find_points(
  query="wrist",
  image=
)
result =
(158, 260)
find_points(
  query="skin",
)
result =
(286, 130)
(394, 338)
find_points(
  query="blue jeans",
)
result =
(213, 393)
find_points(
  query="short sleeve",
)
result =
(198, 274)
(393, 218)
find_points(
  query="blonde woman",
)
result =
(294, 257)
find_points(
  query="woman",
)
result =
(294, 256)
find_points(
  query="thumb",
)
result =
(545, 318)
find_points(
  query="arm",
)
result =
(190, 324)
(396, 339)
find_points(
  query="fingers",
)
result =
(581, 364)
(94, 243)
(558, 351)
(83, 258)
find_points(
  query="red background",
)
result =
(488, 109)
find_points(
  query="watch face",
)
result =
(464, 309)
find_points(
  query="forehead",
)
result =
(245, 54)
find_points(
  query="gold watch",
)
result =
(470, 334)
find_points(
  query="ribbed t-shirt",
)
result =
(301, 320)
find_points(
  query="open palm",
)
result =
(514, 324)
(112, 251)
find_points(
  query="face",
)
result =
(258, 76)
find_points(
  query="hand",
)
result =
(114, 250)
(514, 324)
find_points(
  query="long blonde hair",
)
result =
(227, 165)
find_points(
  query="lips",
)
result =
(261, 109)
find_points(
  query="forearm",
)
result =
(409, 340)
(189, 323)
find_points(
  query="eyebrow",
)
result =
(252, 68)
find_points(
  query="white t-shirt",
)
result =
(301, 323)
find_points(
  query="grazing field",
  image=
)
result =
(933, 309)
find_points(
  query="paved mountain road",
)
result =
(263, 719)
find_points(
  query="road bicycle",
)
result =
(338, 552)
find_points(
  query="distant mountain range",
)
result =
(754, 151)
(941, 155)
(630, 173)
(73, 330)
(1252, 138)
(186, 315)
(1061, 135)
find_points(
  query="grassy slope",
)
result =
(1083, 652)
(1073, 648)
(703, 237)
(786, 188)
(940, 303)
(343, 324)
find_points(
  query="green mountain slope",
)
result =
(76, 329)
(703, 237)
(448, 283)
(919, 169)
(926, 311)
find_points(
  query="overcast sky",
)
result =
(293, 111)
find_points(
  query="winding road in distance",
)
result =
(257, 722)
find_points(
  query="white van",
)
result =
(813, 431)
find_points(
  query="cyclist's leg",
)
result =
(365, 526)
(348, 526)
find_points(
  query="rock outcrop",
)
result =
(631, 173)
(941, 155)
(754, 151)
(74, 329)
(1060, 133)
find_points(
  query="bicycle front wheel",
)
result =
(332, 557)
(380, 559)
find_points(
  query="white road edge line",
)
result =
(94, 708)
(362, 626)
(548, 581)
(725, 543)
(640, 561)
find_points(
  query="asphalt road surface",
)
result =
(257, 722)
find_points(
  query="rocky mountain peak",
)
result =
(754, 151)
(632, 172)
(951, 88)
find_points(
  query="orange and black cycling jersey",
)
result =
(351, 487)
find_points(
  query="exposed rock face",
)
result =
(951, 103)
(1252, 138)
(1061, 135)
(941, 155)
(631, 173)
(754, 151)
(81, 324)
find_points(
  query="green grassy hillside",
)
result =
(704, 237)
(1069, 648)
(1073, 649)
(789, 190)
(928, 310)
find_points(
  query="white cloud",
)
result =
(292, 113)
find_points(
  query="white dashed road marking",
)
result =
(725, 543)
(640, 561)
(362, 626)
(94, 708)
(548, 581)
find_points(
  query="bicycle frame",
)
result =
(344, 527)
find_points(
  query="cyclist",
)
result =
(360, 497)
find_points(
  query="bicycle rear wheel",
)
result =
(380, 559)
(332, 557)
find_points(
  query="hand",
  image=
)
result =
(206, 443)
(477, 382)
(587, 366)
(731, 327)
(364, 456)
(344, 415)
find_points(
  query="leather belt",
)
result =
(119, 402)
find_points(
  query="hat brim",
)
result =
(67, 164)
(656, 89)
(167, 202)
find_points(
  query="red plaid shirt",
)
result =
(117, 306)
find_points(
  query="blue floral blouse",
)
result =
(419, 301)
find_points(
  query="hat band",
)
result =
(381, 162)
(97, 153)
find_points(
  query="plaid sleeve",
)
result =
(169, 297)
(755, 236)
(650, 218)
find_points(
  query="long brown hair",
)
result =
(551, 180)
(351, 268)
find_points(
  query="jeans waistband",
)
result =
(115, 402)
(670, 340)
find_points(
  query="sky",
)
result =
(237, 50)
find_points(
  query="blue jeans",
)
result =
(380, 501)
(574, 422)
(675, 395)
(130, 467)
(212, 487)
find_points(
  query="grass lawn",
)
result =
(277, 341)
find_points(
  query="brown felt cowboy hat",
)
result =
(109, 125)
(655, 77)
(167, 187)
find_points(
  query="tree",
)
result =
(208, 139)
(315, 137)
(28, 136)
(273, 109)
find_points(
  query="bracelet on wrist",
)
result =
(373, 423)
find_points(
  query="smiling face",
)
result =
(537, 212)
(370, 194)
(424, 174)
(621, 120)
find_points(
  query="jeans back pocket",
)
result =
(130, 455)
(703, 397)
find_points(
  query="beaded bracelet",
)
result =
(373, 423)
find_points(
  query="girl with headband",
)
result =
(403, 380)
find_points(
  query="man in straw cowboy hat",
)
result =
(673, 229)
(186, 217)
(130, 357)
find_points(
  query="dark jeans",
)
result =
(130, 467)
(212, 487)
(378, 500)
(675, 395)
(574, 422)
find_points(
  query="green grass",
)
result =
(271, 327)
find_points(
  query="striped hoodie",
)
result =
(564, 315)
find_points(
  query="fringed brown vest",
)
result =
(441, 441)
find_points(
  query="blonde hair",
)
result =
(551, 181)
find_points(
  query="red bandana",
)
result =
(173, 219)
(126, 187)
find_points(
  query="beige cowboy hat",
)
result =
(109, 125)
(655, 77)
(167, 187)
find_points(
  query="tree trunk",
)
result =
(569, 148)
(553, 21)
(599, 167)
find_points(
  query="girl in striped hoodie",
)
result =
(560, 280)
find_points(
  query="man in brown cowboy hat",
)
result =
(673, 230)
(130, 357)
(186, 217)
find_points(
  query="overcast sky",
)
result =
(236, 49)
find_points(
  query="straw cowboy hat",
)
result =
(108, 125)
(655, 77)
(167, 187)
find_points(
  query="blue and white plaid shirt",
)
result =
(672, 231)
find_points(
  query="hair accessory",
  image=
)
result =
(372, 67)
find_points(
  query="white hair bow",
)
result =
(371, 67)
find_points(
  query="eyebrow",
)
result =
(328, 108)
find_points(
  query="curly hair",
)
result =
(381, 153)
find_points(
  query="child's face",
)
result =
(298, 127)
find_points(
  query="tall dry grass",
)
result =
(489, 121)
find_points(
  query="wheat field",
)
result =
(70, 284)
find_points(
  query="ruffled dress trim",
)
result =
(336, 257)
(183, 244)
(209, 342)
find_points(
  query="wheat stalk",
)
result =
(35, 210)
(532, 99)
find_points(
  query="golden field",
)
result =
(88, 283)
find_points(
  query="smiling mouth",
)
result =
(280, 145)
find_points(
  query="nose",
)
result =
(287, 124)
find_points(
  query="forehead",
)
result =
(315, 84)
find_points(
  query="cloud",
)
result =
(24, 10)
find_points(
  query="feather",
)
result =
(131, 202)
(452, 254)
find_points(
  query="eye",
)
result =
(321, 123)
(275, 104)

→ TASK STATEMENT: Nothing should be dropped: transcribe all the material exactly.

→ TASK ANSWER:
find_points(
  query="wrist",
  image=
)
result =
(158, 260)
find_points(
  query="skin",
)
result =
(286, 130)
(394, 338)
find_points(
  query="blue jeans",
)
result =
(213, 393)
find_points(
  query="short sleeve",
)
result =
(198, 274)
(393, 218)
find_points(
  query="blonde woman",
)
result =
(294, 257)
find_points(
  query="woman",
)
result =
(294, 256)
find_points(
  query="thumb",
)
result =
(545, 318)
find_points(
  query="arm",
)
result =
(190, 324)
(396, 339)
find_points(
  query="fingers",
)
result =
(581, 364)
(94, 243)
(558, 351)
(83, 258)
find_points(
  query="red background",
)
result =
(488, 109)
find_points(
  query="watch face",
)
result =
(464, 309)
find_points(
  query="forehead",
)
result =
(245, 54)
find_points(
  query="gold watch",
)
result =
(470, 334)
find_points(
  query="ribbed t-shirt",
)
result =
(301, 320)
find_points(
  query="open palm",
)
result =
(514, 324)
(112, 251)
find_points(
  query="face",
)
result =
(258, 76)
find_points(
  query="hand",
)
result =
(114, 250)
(514, 324)
find_points(
  query="long blonde hair",
)
result =
(227, 165)
find_points(
  query="lips",
)
result =
(261, 109)
find_points(
  query="forearm",
)
result =
(409, 340)
(189, 323)
find_points(
  query="eyebrow",
)
result =
(252, 68)
find_points(
  query="white t-shirt",
)
result =
(301, 323)
find_points(
  query="grazing field",
  image=
)
result =
(933, 309)
find_points(
  query="paved mountain road",
)
result =
(263, 719)
find_points(
  query="road bicycle",
)
result =
(338, 552)
find_points(
  query="distant mountain range",
)
result =
(754, 151)
(941, 155)
(630, 173)
(73, 330)
(1252, 138)
(186, 315)
(1061, 135)
find_points(
  query="grassy slope",
)
result =
(1083, 652)
(1073, 648)
(703, 237)
(786, 188)
(940, 303)
(343, 324)
find_points(
  query="green mountain slope",
)
result =
(76, 329)
(703, 237)
(448, 283)
(919, 169)
(926, 311)
find_points(
  query="overcast sky",
)
result =
(293, 111)
find_points(
  query="winding road in distance",
)
result =
(257, 722)
find_points(
  query="white van",
)
result =
(813, 431)
find_points(
  query="cyclist's leg",
)
result =
(365, 526)
(348, 526)
find_points(
  query="rock outcrop",
)
result =
(631, 173)
(941, 155)
(754, 151)
(74, 329)
(1060, 133)
find_points(
  query="bicycle front wheel",
)
result =
(332, 557)
(380, 559)
find_points(
  query="white road edge line",
)
result =
(94, 708)
(362, 626)
(548, 581)
(725, 543)
(640, 561)
find_points(
  query="asphalt road surface",
)
result =
(257, 722)
find_points(
  query="rocky mountain peak",
)
result =
(754, 151)
(632, 172)
(951, 88)
find_points(
  query="orange and black cycling jersey",
)
result =
(351, 487)
find_points(
  query="exposed rock face",
)
result =
(951, 103)
(1252, 138)
(1061, 135)
(941, 155)
(631, 173)
(754, 151)
(81, 324)
find_points(
  query="green grassy hillside",
)
result =
(704, 237)
(1069, 648)
(1073, 649)
(789, 190)
(928, 310)
find_points(
  query="white cloud",
)
result =
(292, 113)
find_points(
  query="white dashed road marking",
)
result =
(725, 543)
(640, 561)
(362, 626)
(94, 708)
(548, 581)
find_points(
  query="bicycle frame",
)
result =
(344, 527)
find_points(
  query="cyclist",
)
result =
(360, 497)
find_points(
  query="bicycle rear wheel",
)
result =
(380, 559)
(332, 557)
find_points(
  query="hand",
  image=
)
result =
(206, 443)
(477, 382)
(587, 366)
(731, 327)
(364, 456)
(344, 415)
find_points(
  query="leather belt",
)
result =
(119, 402)
find_points(
  query="hat brim",
)
result =
(67, 164)
(656, 89)
(167, 202)
find_points(
  query="red plaid shirt",
)
result =
(117, 306)
find_points(
  query="blue floral blouse",
)
result =
(419, 301)
find_points(
  query="hat band",
)
result =
(381, 162)
(97, 153)
find_points(
  query="plaid sleeve",
)
result =
(169, 297)
(755, 236)
(650, 218)
find_points(
  query="long brown hair",
)
result =
(551, 180)
(351, 268)
find_points(
  query="jeans waistband",
)
result =
(115, 402)
(670, 340)
find_points(
  query="sky",
)
result =
(237, 50)
find_points(
  query="blue jeans",
)
result =
(380, 501)
(574, 422)
(675, 395)
(130, 467)
(212, 487)
find_points(
  query="grass lawn",
)
result =
(277, 341)
find_points(
  query="brown felt cowboy hat",
)
result =
(109, 125)
(655, 77)
(167, 187)
find_points(
  query="tree",
)
result =
(208, 139)
(315, 137)
(28, 136)
(273, 109)
find_points(
  query="bracelet on wrist",
)
result =
(373, 423)
find_points(
  query="smiling face",
)
result =
(537, 212)
(370, 194)
(424, 174)
(621, 120)
find_points(
  query="jeans back pocket",
)
result =
(130, 455)
(703, 397)
find_points(
  query="beaded bracelet",
)
result =
(373, 423)
find_points(
  query="girl with headband",
)
result =
(403, 380)
find_points(
  query="man in straw cowboy hat",
)
result =
(673, 229)
(186, 217)
(130, 357)
find_points(
  query="dark jeans",
)
result =
(130, 467)
(212, 487)
(378, 500)
(675, 395)
(574, 422)
find_points(
  query="green grass",
)
result =
(271, 327)
find_points(
  query="striped hoodie",
)
result =
(564, 315)
find_points(
  query="fringed brown vest",
)
result =
(441, 441)
find_points(
  query="blonde hair",
)
result =
(551, 181)
find_points(
  query="red bandana",
)
result =
(173, 219)
(126, 187)
find_points(
  query="beige cowboy hat",
)
result =
(109, 125)
(655, 77)
(167, 187)
find_points(
  query="tree trunk",
)
result =
(569, 148)
(553, 21)
(599, 167)
find_points(
  query="girl in striped hoodie",
)
result =
(560, 280)
find_points(
  query="man in brown cowboy hat",
)
result =
(673, 230)
(130, 357)
(186, 217)
find_points(
  query="overcast sky",
)
result =
(236, 49)
find_points(
  query="straw cowboy hat",
)
result =
(108, 125)
(655, 77)
(167, 187)
find_points(
  query="blue and white plaid shirt",
)
result =
(672, 231)
find_points(
  query="hair accessory",
  image=
)
result =
(372, 67)
find_points(
  query="white hair bow",
)
result =
(371, 67)
find_points(
  query="eyebrow",
)
result =
(328, 108)
find_points(
  query="curly hair",
)
result =
(381, 153)
find_points(
  query="child's face",
)
result =
(298, 127)
find_points(
  query="tall dry grass",
)
result =
(489, 121)
find_points(
  query="wheat field",
)
result =
(70, 284)
find_points(
  query="ruffled dress trim",
)
result =
(336, 257)
(183, 244)
(209, 342)
find_points(
  query="wheat stalk",
)
result =
(35, 210)
(532, 99)
find_points(
  query="golden field",
)
result =
(88, 283)
find_points(
  query="smiling mouth",
)
result =
(280, 145)
find_points(
  query="nose",
)
result =
(287, 124)
find_points(
  query="forehead",
)
result =
(315, 84)
find_points(
  query="cloud",
)
result =
(24, 10)
find_points(
  query="feather",
)
result =
(131, 202)
(452, 254)
find_points(
  query="eye",
)
result =
(321, 123)
(275, 104)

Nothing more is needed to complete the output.